* Exercise details
Look for "ducks in the photo above." in the records below, then copy that line and every line after it, exactly and with nothing added.

* The data
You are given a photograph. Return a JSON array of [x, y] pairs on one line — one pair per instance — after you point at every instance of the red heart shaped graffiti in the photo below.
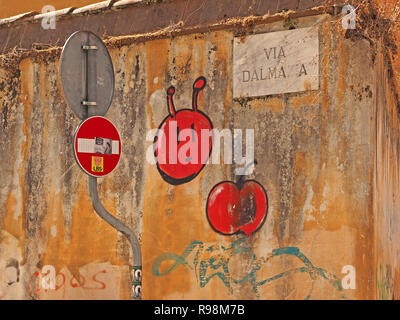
[[234, 207]]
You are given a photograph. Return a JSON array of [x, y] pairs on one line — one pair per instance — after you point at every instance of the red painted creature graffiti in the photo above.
[[183, 142], [237, 207]]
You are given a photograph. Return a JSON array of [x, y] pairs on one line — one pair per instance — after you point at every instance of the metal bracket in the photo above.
[[117, 224], [87, 75]]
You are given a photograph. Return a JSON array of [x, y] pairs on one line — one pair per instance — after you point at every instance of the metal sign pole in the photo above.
[[88, 83]]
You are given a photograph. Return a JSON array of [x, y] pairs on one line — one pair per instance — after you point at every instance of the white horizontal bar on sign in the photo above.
[[85, 145], [115, 147]]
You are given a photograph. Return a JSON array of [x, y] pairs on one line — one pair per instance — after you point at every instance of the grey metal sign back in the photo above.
[[87, 75]]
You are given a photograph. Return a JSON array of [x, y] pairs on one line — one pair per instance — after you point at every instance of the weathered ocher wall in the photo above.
[[9, 8], [317, 158]]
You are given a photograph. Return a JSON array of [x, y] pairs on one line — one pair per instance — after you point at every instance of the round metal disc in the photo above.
[[87, 75]]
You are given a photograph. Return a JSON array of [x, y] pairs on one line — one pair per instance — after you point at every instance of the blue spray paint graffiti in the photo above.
[[218, 265]]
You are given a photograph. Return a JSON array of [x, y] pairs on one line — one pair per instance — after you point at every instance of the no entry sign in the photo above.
[[97, 146]]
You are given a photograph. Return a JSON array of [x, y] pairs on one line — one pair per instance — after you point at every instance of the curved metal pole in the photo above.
[[117, 224]]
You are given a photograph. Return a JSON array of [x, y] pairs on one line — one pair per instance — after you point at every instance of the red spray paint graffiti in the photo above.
[[237, 207], [183, 142]]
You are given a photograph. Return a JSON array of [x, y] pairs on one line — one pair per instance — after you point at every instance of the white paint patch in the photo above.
[[53, 231], [308, 208], [158, 103]]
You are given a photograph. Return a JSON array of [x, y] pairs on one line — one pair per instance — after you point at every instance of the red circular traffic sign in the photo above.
[[97, 146]]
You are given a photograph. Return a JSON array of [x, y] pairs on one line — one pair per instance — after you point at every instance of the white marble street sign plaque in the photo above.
[[276, 62]]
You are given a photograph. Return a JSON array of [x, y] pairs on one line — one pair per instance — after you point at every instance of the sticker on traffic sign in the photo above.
[[97, 146]]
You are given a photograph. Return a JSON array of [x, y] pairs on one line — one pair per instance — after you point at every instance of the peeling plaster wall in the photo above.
[[316, 154], [387, 185]]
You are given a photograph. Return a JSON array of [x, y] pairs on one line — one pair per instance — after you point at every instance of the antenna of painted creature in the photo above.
[[198, 85], [170, 101]]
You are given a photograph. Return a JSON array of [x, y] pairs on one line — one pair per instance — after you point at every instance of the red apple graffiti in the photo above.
[[171, 169], [237, 207]]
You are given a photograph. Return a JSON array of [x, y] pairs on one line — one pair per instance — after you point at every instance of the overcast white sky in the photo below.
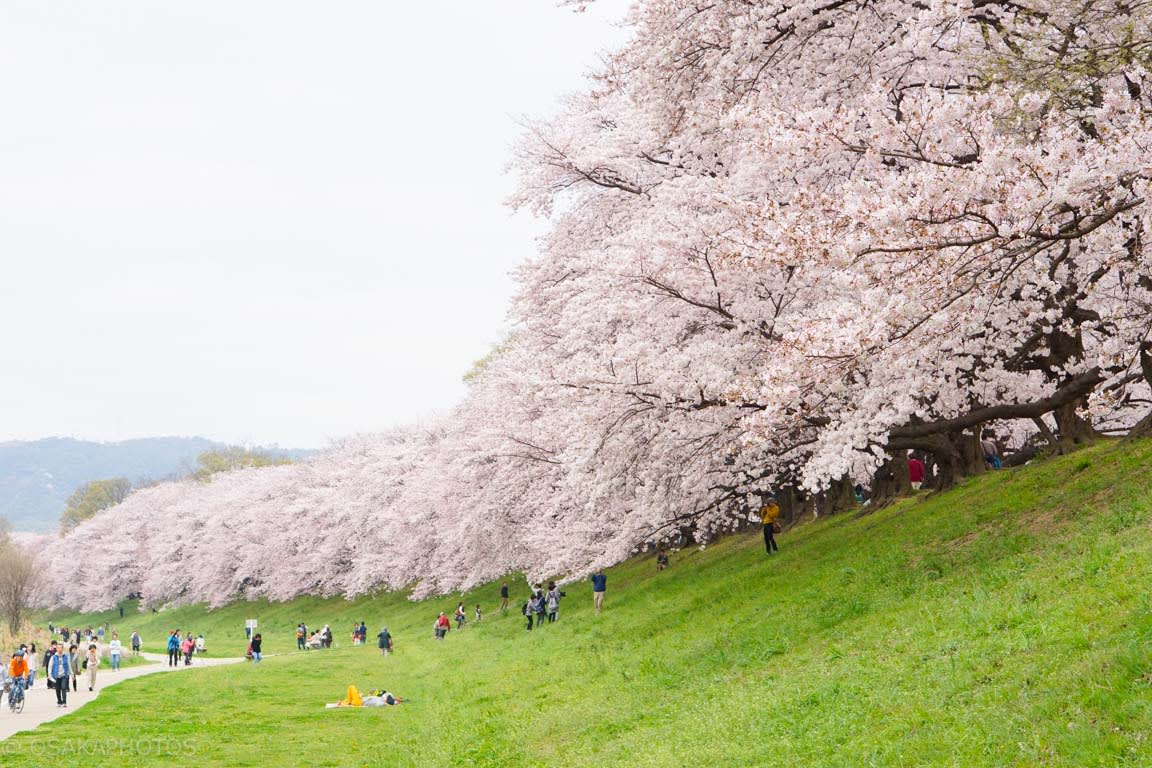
[[263, 221]]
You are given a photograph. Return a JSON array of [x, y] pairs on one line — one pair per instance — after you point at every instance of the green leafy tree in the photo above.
[[92, 497], [234, 457]]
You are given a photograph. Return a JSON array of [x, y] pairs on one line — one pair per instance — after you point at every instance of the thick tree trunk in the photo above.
[[1071, 430]]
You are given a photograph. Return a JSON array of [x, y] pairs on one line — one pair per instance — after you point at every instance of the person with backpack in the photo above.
[[441, 625], [384, 641], [540, 606], [174, 648], [768, 515], [114, 651], [33, 663], [552, 601], [599, 586], [59, 671], [74, 661], [915, 472], [461, 616], [91, 663]]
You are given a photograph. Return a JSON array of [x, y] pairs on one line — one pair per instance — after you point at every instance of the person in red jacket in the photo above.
[[915, 472]]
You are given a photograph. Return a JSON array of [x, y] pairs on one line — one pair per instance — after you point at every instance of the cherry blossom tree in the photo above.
[[788, 242]]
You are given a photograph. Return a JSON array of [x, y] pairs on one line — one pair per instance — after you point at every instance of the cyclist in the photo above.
[[17, 670]]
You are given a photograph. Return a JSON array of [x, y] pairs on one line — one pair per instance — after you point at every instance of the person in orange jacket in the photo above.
[[17, 670], [768, 515]]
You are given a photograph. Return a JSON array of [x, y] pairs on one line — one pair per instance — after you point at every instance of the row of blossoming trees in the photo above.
[[789, 242]]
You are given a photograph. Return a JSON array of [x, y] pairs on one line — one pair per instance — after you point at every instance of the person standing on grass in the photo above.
[[59, 673], [74, 662], [915, 472], [384, 641], [542, 607], [174, 648], [461, 617], [114, 649], [768, 515], [91, 663], [553, 601], [599, 586]]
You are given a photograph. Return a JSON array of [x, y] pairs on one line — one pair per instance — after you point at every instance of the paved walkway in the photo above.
[[40, 705]]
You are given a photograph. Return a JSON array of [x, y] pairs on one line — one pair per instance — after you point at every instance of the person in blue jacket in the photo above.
[[59, 671], [599, 585]]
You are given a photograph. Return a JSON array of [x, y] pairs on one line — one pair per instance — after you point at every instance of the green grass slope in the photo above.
[[1005, 623]]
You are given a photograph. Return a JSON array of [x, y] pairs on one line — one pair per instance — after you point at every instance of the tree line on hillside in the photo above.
[[98, 495], [789, 242]]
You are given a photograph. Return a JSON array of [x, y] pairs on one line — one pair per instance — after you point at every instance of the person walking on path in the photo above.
[[174, 648], [91, 663], [17, 670], [768, 515], [915, 472], [442, 625], [114, 651], [75, 662], [542, 607], [384, 641], [59, 671], [599, 586], [553, 601], [33, 663]]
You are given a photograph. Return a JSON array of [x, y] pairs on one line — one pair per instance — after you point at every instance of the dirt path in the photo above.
[[40, 705]]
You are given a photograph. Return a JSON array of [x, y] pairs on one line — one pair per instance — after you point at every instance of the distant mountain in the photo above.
[[37, 477]]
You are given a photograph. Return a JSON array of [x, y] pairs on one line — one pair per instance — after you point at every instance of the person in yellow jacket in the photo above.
[[768, 515]]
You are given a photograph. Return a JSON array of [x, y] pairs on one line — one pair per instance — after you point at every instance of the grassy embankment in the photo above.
[[1005, 623]]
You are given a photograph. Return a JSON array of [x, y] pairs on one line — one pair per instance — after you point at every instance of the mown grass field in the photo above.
[[1005, 623]]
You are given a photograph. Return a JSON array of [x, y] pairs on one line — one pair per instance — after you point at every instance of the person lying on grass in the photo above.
[[379, 698]]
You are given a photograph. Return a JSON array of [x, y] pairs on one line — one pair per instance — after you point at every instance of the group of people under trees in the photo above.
[[180, 648], [542, 606], [62, 666], [321, 638]]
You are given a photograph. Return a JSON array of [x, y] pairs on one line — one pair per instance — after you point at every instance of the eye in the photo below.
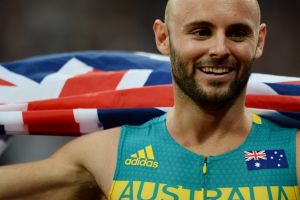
[[202, 33], [237, 35]]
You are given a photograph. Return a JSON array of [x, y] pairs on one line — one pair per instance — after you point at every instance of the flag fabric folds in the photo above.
[[82, 92]]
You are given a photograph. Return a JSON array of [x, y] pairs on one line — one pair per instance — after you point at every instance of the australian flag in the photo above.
[[266, 159], [82, 92]]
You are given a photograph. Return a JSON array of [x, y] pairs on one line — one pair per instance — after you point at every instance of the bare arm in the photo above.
[[52, 177], [71, 173]]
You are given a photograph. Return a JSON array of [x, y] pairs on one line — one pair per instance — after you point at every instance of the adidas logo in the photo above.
[[144, 157]]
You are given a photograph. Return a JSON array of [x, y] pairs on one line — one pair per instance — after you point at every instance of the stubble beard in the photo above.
[[210, 102]]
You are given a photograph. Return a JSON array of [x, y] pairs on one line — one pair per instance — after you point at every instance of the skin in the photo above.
[[77, 172]]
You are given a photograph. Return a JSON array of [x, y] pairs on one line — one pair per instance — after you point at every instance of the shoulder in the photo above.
[[84, 147], [95, 154]]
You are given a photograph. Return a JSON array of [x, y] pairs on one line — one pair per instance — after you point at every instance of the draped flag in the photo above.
[[81, 92]]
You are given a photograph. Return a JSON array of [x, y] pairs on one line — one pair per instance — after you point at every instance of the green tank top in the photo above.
[[151, 165]]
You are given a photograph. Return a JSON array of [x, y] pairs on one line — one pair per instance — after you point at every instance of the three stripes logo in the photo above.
[[144, 158]]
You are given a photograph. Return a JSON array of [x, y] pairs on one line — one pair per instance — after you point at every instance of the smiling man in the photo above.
[[207, 147]]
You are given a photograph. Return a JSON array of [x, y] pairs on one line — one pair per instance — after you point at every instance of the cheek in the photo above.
[[189, 49]]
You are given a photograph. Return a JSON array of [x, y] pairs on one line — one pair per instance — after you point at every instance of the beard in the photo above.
[[210, 102]]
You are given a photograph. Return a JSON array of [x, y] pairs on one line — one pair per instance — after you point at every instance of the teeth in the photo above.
[[215, 70]]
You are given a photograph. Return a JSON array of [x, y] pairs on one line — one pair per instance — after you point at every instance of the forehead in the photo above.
[[218, 12]]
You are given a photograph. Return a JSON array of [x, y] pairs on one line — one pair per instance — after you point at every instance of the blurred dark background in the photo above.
[[36, 27]]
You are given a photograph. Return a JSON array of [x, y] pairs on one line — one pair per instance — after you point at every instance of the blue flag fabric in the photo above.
[[266, 159]]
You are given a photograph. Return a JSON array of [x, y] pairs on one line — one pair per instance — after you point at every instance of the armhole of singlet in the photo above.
[[119, 157]]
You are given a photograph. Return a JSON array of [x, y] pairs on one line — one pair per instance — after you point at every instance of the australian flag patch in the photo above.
[[266, 159]]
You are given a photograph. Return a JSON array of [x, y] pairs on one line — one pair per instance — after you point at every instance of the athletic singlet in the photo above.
[[151, 165]]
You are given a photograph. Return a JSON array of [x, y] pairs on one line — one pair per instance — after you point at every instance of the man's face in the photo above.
[[212, 45]]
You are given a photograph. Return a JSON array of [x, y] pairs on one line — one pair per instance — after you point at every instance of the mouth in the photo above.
[[217, 71]]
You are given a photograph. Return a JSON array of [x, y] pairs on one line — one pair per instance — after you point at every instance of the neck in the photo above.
[[201, 130]]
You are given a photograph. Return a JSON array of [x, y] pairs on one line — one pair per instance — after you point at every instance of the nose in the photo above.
[[219, 48]]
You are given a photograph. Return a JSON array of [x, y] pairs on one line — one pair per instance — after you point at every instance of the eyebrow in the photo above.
[[208, 24], [195, 24]]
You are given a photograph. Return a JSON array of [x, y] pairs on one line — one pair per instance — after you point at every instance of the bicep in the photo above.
[[58, 177]]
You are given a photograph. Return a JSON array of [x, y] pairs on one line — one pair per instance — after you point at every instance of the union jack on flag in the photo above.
[[255, 155], [266, 159], [82, 92]]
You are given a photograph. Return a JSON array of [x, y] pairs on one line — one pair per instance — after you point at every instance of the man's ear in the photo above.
[[261, 40], [161, 36]]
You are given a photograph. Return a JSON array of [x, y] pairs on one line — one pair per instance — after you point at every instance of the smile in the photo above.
[[216, 70]]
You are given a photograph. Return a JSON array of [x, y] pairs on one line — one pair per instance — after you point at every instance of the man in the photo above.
[[207, 147]]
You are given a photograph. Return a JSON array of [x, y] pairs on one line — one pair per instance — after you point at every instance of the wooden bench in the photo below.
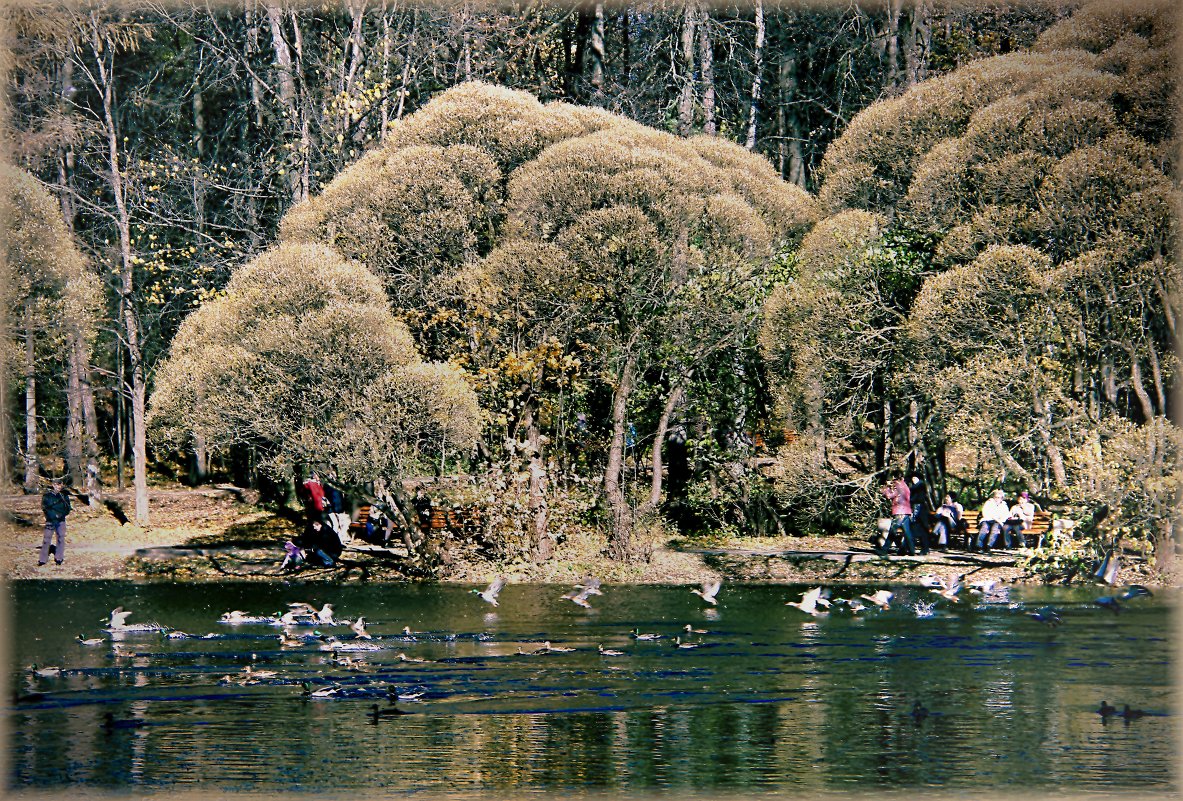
[[1033, 537], [357, 528]]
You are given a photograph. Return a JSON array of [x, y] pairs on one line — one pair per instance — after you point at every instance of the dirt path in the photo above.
[[215, 533]]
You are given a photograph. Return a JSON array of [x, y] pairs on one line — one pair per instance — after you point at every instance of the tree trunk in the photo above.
[[543, 544], [596, 53], [757, 69], [406, 64], [659, 439], [252, 46], [31, 478], [790, 157], [706, 58], [1138, 386], [385, 107], [893, 12], [620, 540], [686, 97], [130, 323], [303, 182], [919, 38], [73, 413], [289, 110], [1042, 419], [90, 420]]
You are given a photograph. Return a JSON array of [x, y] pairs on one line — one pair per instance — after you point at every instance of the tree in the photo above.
[[553, 233], [309, 373], [52, 305], [1025, 201]]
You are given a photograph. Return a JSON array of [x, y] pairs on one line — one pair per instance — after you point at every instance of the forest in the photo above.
[[652, 266]]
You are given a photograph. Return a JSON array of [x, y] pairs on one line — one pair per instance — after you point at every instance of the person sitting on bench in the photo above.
[[321, 544], [995, 512], [949, 521], [1020, 519]]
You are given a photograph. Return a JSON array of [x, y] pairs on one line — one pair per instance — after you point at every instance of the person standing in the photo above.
[[922, 517], [56, 505], [899, 495], [314, 497]]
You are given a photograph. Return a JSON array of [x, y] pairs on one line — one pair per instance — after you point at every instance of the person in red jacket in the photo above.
[[900, 496], [314, 498]]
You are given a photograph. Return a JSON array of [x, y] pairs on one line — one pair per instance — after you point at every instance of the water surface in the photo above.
[[770, 699]]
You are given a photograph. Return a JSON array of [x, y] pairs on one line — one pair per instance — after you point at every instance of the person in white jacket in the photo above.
[[995, 514], [1020, 518]]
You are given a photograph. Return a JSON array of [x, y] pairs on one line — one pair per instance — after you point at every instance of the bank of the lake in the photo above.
[[217, 533]]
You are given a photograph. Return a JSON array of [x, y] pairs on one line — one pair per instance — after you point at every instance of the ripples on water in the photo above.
[[770, 699]]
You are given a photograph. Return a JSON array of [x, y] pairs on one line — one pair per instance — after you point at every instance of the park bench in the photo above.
[[357, 528], [1033, 537]]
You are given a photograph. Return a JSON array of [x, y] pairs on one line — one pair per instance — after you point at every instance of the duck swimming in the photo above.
[[110, 723]]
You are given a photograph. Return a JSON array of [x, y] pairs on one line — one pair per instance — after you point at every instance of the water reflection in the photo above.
[[770, 699]]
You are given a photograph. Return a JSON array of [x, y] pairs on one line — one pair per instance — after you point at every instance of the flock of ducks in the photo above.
[[815, 602]]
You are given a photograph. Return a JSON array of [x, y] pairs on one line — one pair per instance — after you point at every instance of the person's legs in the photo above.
[[906, 546], [983, 537], [995, 535], [60, 543], [44, 556], [941, 534]]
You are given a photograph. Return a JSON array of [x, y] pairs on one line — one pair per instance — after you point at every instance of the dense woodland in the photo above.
[[703, 266]]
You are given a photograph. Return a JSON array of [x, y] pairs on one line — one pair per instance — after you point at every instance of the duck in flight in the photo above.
[[881, 599], [1046, 615], [359, 628], [808, 602], [490, 593], [709, 590], [580, 596]]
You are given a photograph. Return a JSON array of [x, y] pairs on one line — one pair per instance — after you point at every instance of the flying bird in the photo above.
[[881, 598], [592, 585], [1046, 615], [490, 594], [808, 602], [709, 590], [579, 598], [118, 618]]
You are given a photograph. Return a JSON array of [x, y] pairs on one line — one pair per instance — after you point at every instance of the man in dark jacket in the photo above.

* Output for this task
You are given a photograph. Return a JSON array of [x, y] pairs on one line — one pair per instance — after you point at every instance of the flock of ducks in the photo above.
[[815, 602]]
You are given a photograph. Return a JSON array of [x, y] pairs on one line — one pair per instance — after you point at every instance of the person's legs in the photo above.
[[906, 546], [983, 537], [995, 535], [60, 543], [44, 556], [941, 534]]
You are given a photograph. Return a JSON array of [x, y] pairs on one line — one pair per instance — after you point at every instance of the dense woodland in the photo above.
[[703, 266]]
You are given a photograph. Return a JSON array of [x, y] pairs on one line — one pair per instance — after you point at every instance of the duck in flight in the photo above.
[[881, 599], [1046, 615], [359, 628], [808, 602], [490, 593], [709, 590], [580, 596]]
You are given a photograph. Return a JSON array of [x, y] pairs on one line — one pair per instance — after you point at every instance of the flying bird in the photo above.
[[881, 598], [592, 585], [1046, 615], [490, 594], [808, 602], [709, 590], [579, 598], [118, 618]]
You are given a photograph. Return a JSON array of [x, y] pairs on one line — one pair per instance — after you point at every instance of the man in dark jacket in the photo above.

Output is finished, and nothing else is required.